(Exercise prompt): Extract exactly and only the lines of the data below, starting at the line with "Guideline: one keypoint per instance of the gnarled" and stopping after the final line.
--- Data for review Enclosed Below ---
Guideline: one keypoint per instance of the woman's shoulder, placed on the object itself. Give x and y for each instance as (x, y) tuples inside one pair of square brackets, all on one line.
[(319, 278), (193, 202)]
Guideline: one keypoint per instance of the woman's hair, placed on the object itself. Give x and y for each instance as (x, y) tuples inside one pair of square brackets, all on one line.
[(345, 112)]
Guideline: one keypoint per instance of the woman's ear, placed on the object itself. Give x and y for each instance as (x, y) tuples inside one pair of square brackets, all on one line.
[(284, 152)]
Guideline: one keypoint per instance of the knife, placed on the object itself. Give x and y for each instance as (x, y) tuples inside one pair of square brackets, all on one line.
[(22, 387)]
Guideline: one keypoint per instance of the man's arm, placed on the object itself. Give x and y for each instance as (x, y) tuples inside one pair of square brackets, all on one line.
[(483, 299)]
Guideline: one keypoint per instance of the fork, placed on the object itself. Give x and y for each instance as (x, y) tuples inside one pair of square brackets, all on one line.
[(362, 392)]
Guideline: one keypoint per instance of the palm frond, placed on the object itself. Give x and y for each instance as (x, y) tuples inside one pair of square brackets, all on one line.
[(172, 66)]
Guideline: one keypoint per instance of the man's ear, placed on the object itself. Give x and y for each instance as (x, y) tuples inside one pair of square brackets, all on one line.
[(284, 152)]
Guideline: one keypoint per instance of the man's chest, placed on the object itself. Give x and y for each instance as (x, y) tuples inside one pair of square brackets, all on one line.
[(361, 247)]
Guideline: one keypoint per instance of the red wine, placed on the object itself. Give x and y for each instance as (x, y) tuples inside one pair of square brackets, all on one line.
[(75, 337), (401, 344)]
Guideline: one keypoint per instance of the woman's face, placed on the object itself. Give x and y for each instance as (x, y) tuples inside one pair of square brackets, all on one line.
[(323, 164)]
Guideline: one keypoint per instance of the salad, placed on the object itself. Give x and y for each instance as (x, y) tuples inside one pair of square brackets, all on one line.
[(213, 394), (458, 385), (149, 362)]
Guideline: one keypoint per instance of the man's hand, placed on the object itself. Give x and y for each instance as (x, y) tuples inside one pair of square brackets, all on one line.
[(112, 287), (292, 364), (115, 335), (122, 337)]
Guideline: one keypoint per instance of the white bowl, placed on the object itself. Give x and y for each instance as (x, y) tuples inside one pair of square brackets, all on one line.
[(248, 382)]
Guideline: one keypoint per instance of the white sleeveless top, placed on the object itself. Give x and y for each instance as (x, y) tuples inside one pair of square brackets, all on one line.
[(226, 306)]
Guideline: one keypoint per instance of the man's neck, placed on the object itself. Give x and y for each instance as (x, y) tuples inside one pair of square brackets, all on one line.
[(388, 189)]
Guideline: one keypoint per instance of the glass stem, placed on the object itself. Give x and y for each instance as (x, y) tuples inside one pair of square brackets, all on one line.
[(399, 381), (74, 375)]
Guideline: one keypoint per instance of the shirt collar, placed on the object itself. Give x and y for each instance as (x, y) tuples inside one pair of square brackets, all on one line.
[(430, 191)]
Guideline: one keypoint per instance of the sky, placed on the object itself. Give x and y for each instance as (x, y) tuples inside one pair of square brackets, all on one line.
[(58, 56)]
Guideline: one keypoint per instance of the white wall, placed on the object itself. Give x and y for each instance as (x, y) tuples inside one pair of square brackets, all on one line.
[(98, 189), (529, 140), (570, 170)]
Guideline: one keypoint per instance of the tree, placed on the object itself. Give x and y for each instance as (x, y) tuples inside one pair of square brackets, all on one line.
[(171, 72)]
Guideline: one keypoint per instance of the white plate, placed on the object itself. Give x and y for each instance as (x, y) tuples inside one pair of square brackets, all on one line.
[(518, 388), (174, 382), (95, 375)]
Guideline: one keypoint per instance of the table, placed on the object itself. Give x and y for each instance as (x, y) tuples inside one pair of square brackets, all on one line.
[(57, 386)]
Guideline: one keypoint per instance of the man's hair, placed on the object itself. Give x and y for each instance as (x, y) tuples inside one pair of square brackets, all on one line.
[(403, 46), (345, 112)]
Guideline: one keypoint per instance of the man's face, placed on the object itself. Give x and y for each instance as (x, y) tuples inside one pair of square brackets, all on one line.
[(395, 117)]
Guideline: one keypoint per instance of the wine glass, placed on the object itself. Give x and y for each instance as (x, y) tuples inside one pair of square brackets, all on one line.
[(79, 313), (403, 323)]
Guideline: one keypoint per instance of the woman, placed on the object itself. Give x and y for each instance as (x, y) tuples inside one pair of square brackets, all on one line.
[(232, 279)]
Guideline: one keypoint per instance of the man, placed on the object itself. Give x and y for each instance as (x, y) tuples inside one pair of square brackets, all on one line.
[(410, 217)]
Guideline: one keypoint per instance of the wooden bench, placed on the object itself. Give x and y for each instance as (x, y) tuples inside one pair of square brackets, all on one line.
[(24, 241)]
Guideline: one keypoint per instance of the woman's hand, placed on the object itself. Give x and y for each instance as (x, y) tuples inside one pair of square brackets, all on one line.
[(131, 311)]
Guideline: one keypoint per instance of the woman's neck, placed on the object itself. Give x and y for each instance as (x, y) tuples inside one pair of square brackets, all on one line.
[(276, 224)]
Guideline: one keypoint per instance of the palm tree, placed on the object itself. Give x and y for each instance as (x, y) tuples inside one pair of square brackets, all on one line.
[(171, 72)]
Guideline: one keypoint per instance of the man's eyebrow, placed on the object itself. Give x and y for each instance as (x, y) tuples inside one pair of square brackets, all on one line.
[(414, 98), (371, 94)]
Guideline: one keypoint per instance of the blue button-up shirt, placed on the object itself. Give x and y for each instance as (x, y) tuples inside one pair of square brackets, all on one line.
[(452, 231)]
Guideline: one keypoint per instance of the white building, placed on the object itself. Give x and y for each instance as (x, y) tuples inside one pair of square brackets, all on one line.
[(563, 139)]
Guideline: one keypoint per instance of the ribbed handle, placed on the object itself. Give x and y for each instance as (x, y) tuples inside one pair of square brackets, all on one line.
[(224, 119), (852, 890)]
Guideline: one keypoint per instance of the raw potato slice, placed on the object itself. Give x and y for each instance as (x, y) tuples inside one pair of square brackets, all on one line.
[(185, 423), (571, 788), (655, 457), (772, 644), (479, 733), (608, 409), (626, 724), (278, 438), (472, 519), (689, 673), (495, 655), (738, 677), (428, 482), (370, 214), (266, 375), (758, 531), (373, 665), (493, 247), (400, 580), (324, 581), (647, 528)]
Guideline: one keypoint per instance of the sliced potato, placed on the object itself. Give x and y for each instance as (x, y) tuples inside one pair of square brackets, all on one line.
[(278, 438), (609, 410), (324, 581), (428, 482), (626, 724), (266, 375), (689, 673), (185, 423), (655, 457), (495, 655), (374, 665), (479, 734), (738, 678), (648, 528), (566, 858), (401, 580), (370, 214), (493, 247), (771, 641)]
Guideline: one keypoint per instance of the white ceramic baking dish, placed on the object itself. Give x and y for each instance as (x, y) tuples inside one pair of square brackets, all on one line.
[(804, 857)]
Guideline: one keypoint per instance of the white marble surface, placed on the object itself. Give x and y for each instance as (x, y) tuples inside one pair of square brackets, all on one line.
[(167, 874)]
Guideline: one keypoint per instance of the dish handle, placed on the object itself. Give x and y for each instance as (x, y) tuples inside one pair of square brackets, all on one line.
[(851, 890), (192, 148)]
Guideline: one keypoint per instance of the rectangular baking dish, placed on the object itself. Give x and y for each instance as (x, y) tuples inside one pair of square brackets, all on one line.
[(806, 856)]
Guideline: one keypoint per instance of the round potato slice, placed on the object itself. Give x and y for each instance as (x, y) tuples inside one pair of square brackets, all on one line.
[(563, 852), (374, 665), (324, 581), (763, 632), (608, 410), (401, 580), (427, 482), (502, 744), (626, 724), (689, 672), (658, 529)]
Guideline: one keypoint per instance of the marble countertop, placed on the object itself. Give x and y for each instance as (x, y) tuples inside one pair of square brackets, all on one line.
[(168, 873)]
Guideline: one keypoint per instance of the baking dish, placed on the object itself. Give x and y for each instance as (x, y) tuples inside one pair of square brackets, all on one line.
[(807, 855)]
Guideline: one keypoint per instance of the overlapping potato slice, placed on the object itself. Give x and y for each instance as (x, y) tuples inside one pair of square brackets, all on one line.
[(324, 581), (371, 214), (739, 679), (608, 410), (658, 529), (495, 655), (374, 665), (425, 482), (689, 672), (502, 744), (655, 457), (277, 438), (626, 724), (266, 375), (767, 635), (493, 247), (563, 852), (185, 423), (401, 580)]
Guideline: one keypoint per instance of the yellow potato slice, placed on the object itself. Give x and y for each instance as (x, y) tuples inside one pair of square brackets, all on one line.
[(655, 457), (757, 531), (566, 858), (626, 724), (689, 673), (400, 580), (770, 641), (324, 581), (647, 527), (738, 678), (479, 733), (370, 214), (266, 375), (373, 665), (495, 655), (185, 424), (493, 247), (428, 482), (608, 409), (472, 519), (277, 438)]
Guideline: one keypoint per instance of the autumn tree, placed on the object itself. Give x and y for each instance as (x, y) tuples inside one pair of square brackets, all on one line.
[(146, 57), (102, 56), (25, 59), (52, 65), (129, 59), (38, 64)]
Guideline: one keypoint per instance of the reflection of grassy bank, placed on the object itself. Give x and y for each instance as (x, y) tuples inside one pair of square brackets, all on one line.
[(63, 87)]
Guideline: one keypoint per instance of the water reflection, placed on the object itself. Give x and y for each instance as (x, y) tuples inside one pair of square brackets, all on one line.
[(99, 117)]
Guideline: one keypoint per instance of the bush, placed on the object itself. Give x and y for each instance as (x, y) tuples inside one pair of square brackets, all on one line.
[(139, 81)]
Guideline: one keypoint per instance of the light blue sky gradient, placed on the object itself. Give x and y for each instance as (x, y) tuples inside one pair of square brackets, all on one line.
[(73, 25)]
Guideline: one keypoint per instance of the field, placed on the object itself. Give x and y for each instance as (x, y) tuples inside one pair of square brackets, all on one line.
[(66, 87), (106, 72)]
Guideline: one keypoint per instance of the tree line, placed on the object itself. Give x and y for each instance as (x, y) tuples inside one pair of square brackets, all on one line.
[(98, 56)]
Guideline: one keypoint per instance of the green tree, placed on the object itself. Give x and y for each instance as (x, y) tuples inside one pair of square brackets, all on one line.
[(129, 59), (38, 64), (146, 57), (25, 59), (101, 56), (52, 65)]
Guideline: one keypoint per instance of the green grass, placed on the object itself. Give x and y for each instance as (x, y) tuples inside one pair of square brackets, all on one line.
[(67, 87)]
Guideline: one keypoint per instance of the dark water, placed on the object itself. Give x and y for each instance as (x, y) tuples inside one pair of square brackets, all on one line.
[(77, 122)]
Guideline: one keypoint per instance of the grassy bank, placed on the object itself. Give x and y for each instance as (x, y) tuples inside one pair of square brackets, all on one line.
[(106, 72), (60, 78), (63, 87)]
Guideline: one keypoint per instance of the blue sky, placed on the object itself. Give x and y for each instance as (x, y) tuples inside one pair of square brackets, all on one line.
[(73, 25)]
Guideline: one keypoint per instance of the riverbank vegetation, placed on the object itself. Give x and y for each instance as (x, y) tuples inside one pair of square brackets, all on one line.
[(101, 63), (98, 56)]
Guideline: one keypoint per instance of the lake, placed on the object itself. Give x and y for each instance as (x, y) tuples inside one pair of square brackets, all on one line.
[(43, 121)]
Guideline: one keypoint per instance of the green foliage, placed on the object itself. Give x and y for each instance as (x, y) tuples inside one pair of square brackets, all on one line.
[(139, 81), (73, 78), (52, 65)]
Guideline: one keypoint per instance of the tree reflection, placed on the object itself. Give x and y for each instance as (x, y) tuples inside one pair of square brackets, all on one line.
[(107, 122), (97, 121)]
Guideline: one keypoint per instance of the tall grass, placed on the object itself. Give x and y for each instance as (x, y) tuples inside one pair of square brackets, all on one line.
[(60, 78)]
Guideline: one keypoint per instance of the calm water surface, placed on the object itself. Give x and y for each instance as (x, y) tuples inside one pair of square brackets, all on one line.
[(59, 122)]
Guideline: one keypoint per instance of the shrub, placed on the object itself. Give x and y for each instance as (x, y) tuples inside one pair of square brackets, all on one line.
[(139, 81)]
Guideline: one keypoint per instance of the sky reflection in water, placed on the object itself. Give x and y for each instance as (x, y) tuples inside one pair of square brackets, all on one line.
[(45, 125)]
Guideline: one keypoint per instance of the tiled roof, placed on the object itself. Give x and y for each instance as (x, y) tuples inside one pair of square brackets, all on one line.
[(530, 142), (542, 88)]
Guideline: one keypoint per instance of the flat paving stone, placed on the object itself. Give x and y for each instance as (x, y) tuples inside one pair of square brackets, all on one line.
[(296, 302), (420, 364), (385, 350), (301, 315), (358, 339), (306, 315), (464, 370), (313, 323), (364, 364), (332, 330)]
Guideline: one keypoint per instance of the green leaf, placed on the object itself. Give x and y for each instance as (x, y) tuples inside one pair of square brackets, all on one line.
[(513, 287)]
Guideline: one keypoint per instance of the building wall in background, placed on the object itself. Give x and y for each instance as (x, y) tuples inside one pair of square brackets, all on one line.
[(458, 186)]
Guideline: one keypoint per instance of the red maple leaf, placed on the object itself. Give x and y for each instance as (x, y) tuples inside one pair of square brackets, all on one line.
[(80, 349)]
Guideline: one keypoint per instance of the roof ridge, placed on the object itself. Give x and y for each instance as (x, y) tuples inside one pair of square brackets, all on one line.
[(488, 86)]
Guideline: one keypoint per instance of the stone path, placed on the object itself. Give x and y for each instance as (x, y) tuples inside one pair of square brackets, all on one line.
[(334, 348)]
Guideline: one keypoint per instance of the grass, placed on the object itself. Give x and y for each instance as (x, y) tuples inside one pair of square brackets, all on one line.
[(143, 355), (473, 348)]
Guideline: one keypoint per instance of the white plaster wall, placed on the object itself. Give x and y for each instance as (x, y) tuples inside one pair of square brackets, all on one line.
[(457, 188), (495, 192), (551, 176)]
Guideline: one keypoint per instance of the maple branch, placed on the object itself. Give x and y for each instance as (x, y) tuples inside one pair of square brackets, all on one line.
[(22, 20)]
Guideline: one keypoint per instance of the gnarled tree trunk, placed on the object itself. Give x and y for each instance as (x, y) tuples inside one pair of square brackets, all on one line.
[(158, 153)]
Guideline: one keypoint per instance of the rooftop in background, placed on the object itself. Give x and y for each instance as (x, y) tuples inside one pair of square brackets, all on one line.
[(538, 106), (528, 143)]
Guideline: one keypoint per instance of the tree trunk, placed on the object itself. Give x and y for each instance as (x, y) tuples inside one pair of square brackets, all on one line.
--- End of Enclosed Data for review ---
(Response area):
Guideline: one keypoint per instance of the gnarled tree trunk, placed on the object itself. Give x and y for each instance as (x, y) tuples inside one pair of square brackets, all on one line.
[(158, 153)]
Guideline: one keypoint per instance of the rooftop in background, placed on the object itself. Give x and y for each instance as (x, y) tuples inside one pair of square brackets, all on one line.
[(538, 106), (528, 143)]
Guideline: one keypoint per instance of the tree trunk, placed on the object itself. Give x and y for each instance as (x, y) tuples inside one pair of square brackets, all on one line.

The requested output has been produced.